* MATERIAL SHOWN
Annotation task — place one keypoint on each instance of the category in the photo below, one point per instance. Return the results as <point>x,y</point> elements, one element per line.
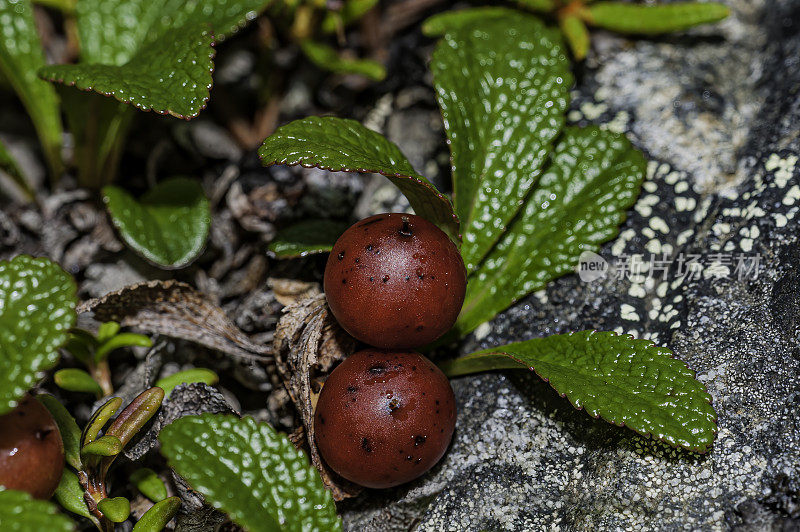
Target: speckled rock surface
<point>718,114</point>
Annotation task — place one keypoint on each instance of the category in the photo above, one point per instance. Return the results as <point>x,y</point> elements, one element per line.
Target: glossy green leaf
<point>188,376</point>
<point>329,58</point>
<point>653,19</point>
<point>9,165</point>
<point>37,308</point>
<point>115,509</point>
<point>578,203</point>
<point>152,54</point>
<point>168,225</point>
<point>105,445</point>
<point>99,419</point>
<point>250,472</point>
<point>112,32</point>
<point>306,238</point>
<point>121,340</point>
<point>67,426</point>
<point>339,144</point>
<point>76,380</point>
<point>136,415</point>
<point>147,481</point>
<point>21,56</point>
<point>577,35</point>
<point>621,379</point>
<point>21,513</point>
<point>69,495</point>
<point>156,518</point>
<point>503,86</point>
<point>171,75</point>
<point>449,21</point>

* ASSIGNMENT
Return all of the material exactly, without pictures.

* WRITTEN RESPONSE
Annotation task — place one keypoint on each instance of the category in the photo below, one point per instance. Return the results as <point>x,y</point> elements, one element per line.
Target: speckled rock surface
<point>718,114</point>
Annotation task — place one keypoint on each instance of the category in the photo above, one point per instance. Return the results as <point>x,y</point> elements, one element per line.
Target: glossy green leaf
<point>188,376</point>
<point>329,58</point>
<point>653,19</point>
<point>9,165</point>
<point>37,308</point>
<point>115,509</point>
<point>578,203</point>
<point>152,54</point>
<point>168,225</point>
<point>105,445</point>
<point>99,419</point>
<point>250,472</point>
<point>112,32</point>
<point>306,238</point>
<point>121,340</point>
<point>67,426</point>
<point>339,144</point>
<point>76,380</point>
<point>136,415</point>
<point>147,481</point>
<point>21,56</point>
<point>577,35</point>
<point>621,379</point>
<point>21,513</point>
<point>69,495</point>
<point>156,518</point>
<point>503,86</point>
<point>171,75</point>
<point>449,21</point>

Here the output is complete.